- **PASSAGE PROVIDED**
☆ ☆ ☆ ☆

WASHINGTON — The Biden administration on Thursday rejected work requirements for Medicaid recipients in Georgia, the last state to have a federal waiver for such restrictions, as it extended its rollback of a signature health policy of the Trump administration.
The announcement from the Centers for Medicare & Medicaid Services, delivered in a 79-page letter to Georgia’s health agency, also reversed a federal waiver allowing the state to charge premiums for the health insurance program for the poor.
The Medicaid agency said the worsening coronavirus pandemic, and the emergence of the Omicron variant, had made Georgia’s work requirement “infeasible under the current circumstances” as Covid cases surged.
“Georgia’s work requirements significantly compromise the state demonstration’s effectiveness in promoting coverage for intended beneficiaries,” a statement from the Medicaid agency said. “The lingering health consequences of Covid-19 infections further exacerbate the harms of these barriers to coverage for people with low income.”

☆ ☆ ☆ ☆

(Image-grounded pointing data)
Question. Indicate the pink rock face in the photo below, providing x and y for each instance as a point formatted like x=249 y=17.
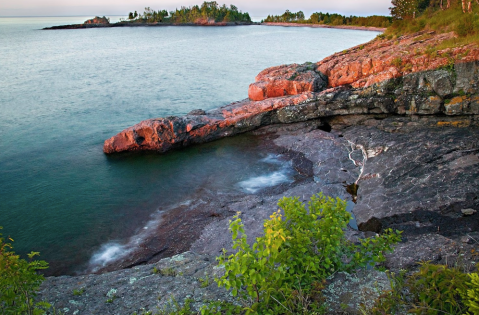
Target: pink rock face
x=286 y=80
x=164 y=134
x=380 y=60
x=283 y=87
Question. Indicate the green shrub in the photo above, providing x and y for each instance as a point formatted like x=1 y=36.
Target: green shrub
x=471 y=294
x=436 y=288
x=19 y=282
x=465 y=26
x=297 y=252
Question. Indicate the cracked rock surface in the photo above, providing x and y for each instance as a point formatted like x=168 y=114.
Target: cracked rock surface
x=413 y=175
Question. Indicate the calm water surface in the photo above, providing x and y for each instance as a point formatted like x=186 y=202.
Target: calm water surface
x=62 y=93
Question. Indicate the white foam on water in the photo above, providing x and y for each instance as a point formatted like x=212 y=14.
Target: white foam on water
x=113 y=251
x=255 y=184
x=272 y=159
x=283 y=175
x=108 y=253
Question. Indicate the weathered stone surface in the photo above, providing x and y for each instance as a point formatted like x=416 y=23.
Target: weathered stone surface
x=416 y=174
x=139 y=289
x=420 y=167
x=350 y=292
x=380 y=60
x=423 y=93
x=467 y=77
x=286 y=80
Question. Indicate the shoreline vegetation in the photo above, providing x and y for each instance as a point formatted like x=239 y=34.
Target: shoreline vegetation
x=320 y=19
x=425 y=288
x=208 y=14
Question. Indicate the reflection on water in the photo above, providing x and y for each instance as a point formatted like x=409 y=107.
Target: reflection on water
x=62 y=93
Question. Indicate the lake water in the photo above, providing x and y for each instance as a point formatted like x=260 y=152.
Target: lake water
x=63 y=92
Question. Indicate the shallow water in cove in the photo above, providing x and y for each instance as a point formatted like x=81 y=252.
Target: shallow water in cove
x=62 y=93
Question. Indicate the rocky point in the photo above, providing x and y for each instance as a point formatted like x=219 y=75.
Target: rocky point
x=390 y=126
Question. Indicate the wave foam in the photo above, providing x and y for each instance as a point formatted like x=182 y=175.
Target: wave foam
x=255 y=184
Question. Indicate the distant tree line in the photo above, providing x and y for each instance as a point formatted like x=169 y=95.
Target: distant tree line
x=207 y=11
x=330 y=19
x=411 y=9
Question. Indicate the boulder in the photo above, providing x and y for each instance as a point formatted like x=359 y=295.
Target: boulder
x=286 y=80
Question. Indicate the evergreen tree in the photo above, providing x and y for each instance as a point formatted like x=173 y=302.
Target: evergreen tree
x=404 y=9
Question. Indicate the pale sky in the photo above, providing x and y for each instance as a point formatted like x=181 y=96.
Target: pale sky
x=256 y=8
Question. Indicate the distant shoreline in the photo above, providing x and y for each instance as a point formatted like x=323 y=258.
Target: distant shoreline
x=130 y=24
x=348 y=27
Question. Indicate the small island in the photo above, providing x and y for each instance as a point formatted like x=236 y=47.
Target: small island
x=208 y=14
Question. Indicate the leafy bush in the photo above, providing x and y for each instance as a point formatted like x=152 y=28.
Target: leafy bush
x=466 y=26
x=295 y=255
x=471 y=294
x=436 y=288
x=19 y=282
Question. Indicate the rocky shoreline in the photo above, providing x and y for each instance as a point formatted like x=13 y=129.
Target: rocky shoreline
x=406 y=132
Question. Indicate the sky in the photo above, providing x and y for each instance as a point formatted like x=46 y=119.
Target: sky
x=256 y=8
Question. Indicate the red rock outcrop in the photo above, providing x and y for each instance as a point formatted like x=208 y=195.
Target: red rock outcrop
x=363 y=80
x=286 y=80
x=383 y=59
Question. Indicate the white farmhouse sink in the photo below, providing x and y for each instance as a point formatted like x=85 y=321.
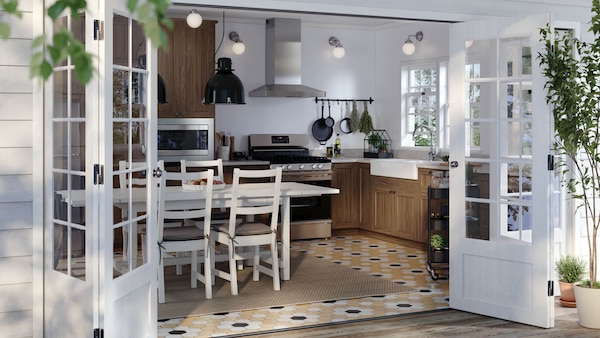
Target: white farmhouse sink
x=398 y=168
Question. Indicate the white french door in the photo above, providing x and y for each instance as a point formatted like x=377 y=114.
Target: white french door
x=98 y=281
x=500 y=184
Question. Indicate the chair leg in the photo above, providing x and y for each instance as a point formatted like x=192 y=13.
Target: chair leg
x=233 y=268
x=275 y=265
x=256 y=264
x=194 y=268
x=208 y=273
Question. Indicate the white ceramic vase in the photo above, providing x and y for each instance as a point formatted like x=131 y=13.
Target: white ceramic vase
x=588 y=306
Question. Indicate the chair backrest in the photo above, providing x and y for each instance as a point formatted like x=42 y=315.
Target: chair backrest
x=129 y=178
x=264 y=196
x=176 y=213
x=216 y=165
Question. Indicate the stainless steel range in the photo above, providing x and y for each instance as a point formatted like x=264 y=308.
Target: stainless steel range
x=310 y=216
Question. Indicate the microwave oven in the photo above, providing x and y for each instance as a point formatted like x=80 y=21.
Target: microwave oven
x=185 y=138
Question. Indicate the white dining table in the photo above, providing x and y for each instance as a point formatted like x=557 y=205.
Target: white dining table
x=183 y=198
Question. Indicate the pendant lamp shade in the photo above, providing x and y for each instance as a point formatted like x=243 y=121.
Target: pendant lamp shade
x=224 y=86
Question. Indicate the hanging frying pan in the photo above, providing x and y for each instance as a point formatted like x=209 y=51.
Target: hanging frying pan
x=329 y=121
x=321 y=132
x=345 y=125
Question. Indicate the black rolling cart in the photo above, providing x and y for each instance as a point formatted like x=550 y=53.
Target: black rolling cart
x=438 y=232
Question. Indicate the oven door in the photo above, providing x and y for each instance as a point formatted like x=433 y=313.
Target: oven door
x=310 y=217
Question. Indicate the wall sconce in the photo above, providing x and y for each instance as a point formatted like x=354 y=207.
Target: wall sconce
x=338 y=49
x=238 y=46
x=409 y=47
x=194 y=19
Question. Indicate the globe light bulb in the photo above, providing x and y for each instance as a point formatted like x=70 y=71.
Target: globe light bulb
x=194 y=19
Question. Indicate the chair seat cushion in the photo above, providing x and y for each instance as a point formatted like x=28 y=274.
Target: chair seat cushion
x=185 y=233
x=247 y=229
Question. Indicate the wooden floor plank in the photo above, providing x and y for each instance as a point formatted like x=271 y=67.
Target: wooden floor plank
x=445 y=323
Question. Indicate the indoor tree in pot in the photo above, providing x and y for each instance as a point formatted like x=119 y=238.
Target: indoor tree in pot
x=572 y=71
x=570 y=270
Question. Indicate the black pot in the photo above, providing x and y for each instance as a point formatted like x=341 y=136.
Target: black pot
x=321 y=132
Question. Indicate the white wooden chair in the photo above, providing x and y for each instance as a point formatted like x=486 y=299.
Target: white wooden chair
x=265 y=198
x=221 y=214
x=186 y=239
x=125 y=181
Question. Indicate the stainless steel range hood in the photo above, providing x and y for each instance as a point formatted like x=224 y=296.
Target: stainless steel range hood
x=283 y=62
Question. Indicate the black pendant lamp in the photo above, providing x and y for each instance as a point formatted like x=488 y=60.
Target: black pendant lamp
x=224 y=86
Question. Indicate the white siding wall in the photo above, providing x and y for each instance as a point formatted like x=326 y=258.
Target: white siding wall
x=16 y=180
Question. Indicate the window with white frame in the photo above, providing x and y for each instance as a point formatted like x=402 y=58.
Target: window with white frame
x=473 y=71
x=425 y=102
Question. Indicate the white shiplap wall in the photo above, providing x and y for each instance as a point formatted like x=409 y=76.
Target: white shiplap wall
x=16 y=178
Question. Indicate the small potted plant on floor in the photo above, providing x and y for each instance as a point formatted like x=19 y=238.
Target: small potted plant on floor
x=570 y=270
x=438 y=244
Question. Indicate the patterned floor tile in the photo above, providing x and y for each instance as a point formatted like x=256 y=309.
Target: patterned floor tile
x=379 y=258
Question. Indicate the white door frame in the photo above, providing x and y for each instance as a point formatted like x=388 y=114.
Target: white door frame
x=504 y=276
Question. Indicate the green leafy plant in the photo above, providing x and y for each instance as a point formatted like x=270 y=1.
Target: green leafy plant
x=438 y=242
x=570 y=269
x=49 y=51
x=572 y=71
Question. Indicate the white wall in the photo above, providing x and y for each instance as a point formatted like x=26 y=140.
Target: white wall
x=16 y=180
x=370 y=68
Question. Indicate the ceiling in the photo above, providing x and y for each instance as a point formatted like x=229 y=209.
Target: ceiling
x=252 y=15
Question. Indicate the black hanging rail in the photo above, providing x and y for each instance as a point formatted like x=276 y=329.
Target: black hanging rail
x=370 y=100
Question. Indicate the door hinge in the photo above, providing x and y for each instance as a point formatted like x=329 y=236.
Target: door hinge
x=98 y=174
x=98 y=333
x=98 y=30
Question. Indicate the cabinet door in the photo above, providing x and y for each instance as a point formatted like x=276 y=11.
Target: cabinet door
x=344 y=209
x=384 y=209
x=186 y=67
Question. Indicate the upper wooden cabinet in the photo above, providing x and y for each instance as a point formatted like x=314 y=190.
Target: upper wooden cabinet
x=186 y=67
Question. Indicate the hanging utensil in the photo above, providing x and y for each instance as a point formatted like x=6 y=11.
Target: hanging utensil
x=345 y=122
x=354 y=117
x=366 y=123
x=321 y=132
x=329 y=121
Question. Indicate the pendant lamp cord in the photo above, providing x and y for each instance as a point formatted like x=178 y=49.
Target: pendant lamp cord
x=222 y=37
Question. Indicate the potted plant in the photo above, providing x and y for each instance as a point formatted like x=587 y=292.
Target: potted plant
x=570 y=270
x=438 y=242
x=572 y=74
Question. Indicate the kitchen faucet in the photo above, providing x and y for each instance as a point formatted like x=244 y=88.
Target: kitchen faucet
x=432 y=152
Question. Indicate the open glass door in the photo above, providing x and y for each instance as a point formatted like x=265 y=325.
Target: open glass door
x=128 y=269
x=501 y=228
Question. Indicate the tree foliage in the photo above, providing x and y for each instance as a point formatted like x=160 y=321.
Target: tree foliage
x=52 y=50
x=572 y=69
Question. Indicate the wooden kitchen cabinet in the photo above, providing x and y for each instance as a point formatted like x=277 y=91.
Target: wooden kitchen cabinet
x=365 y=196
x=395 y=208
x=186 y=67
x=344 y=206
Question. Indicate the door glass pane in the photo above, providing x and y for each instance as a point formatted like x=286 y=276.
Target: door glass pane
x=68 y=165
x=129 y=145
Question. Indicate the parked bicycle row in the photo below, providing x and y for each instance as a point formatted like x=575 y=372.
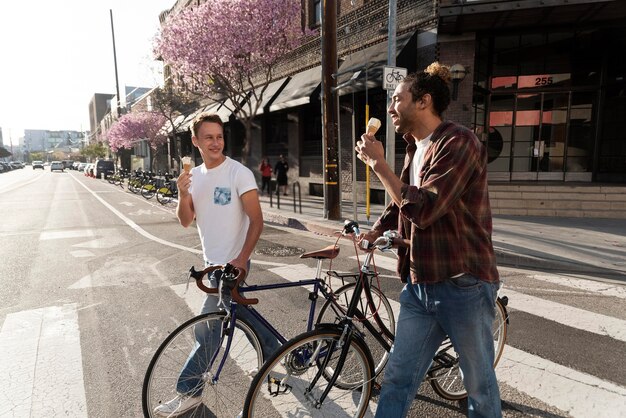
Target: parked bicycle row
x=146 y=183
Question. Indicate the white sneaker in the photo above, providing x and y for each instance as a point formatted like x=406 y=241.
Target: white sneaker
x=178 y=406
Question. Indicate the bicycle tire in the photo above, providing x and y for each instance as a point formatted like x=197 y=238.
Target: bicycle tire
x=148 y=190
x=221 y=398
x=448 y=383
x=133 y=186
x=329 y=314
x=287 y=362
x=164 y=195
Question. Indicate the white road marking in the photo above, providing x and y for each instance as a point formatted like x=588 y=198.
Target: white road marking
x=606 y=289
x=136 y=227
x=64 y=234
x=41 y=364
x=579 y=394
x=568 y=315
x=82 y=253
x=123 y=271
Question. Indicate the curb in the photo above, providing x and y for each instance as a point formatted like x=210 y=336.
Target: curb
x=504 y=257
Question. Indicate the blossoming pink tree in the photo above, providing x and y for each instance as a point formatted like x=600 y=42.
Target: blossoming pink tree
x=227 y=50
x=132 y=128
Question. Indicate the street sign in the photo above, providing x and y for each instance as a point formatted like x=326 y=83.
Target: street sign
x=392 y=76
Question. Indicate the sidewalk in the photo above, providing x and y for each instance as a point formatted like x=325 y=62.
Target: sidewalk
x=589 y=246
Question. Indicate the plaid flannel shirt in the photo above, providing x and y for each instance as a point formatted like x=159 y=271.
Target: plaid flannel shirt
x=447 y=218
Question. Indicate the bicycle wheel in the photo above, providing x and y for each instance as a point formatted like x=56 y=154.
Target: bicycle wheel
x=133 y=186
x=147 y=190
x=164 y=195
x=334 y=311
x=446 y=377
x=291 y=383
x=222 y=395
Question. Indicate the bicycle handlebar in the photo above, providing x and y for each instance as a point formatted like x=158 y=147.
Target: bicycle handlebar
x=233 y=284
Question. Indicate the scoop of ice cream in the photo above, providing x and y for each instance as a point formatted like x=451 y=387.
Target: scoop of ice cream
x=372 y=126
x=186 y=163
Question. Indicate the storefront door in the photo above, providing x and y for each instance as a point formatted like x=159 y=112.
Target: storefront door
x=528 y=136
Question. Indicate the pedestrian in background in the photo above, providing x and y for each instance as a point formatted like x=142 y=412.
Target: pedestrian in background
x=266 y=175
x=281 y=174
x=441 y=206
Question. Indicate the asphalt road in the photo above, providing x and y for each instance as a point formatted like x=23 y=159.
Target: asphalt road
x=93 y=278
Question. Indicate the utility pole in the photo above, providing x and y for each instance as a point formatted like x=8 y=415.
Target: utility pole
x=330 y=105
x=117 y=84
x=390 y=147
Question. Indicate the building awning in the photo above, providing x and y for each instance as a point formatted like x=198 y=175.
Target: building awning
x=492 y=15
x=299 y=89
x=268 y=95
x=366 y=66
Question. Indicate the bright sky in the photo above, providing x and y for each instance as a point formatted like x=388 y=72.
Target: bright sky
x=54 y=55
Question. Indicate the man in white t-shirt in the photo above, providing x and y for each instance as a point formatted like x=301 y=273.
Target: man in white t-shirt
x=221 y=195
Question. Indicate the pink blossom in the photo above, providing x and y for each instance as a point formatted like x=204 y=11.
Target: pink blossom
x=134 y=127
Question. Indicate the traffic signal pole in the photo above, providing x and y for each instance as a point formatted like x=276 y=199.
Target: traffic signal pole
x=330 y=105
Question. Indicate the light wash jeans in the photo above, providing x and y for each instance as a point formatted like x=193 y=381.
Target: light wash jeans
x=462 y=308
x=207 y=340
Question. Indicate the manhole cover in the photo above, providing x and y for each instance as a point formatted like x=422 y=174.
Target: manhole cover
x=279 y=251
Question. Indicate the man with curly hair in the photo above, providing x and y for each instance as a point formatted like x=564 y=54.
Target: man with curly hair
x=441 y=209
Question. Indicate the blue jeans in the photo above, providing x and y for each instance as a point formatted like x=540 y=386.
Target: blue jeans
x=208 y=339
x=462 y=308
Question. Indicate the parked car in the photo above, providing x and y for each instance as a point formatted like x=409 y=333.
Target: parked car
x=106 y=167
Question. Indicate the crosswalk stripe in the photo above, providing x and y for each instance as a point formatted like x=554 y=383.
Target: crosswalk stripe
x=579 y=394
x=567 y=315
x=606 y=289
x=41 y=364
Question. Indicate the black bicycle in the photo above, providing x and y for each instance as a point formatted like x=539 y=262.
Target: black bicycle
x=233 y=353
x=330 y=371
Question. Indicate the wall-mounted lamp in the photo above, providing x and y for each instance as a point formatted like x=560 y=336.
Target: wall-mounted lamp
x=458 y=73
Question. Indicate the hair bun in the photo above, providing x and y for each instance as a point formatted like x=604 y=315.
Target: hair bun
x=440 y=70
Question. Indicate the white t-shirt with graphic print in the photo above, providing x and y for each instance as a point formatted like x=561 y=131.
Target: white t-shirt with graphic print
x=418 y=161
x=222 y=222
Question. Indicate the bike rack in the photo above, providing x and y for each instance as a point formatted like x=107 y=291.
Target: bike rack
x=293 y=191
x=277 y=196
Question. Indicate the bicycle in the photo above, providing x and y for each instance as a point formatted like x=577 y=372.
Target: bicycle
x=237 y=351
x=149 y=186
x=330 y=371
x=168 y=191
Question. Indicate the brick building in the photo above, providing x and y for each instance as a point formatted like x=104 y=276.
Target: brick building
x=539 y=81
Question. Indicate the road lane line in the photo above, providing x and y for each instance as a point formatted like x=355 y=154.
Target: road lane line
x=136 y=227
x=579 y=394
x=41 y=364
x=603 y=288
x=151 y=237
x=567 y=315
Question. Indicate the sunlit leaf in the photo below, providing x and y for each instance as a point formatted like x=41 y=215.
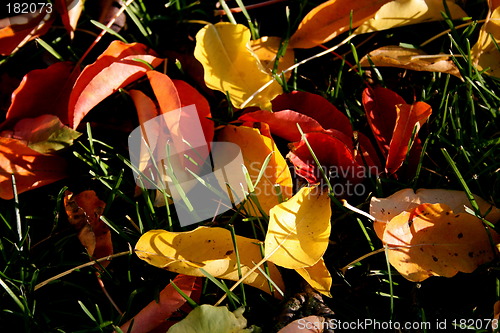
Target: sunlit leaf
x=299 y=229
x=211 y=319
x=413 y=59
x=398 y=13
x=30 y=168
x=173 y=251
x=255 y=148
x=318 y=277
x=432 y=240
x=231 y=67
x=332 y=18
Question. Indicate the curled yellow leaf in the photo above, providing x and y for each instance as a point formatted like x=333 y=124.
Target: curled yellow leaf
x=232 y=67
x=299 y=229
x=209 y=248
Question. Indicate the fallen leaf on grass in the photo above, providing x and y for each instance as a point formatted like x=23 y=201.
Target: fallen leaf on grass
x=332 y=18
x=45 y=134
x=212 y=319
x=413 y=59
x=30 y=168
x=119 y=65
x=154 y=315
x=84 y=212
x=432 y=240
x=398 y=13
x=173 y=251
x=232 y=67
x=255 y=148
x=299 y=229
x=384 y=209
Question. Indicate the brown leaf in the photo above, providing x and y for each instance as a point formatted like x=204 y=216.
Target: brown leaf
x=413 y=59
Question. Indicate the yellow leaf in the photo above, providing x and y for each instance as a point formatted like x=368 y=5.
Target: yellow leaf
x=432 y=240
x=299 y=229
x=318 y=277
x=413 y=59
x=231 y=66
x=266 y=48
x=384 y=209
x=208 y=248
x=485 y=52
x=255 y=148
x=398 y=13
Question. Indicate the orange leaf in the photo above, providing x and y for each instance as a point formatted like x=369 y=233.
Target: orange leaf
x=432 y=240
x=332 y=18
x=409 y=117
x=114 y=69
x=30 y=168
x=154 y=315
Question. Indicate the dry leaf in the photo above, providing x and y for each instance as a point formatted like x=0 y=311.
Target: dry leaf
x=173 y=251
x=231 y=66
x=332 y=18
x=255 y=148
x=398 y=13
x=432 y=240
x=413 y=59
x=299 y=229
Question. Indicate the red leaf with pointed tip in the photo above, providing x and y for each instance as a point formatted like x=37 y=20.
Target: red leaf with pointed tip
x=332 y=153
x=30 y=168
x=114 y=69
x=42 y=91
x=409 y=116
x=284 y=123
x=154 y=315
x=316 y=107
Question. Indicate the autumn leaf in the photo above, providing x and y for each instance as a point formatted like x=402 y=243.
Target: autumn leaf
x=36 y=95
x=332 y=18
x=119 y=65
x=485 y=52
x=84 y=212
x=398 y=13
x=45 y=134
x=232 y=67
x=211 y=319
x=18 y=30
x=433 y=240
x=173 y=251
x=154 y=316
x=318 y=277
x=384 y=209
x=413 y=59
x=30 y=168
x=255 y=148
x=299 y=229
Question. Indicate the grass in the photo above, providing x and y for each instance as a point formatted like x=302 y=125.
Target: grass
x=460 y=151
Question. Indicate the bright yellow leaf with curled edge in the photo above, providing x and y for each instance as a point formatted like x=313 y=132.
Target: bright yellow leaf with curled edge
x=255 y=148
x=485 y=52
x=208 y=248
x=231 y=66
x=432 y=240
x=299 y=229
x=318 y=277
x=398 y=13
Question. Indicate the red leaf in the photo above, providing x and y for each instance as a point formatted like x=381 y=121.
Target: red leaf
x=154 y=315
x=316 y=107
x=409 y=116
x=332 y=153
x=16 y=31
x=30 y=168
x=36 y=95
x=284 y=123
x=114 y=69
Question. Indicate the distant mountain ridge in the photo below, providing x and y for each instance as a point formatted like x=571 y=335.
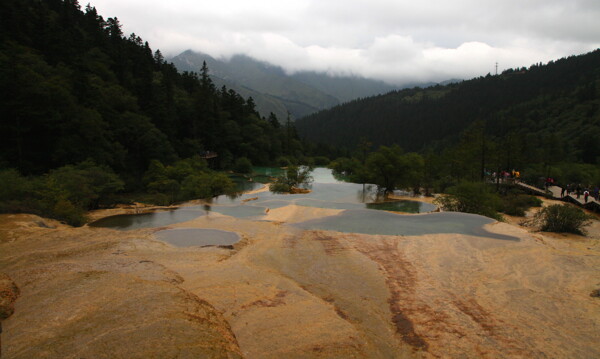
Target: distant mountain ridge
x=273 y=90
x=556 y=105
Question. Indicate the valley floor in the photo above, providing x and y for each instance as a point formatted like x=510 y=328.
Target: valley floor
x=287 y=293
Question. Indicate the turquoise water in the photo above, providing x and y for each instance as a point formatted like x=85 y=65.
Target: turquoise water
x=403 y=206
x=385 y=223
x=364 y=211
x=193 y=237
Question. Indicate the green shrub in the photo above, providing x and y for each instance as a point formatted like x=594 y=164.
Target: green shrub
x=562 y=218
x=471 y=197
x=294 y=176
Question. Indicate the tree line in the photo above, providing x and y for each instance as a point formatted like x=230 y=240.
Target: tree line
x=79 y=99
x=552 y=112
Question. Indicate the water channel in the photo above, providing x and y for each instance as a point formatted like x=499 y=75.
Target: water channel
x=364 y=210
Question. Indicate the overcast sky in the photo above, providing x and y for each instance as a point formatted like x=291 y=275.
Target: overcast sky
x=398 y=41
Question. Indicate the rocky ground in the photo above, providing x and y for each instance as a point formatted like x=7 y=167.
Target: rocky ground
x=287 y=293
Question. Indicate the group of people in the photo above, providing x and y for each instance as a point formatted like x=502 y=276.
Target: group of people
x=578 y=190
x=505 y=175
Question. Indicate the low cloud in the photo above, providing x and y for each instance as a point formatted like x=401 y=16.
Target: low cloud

☆ ☆ ☆ ☆

- **EXERCISE BRIEF**
In the passage on Georgia's Medicaid work requirements, rewrite the part starting at "The announcement from" and ending at "Covid cases surged.", replacing "letter" with "notice".

- **RESPONSE AREA**
The announcement from the Centers for Medicare & Medicaid Services, delivered in a 79-page notice to Georgia’s health agency, also reversed a federal waiver allowing the state to charge premiums for the health insurance program for the poor.
The Medicaid agency said the worsening coronavirus pandemic, and the emergence of the Omicron variant, had made Georgia’s work requirement “infeasible under the current circumstances” as Covid cases surged.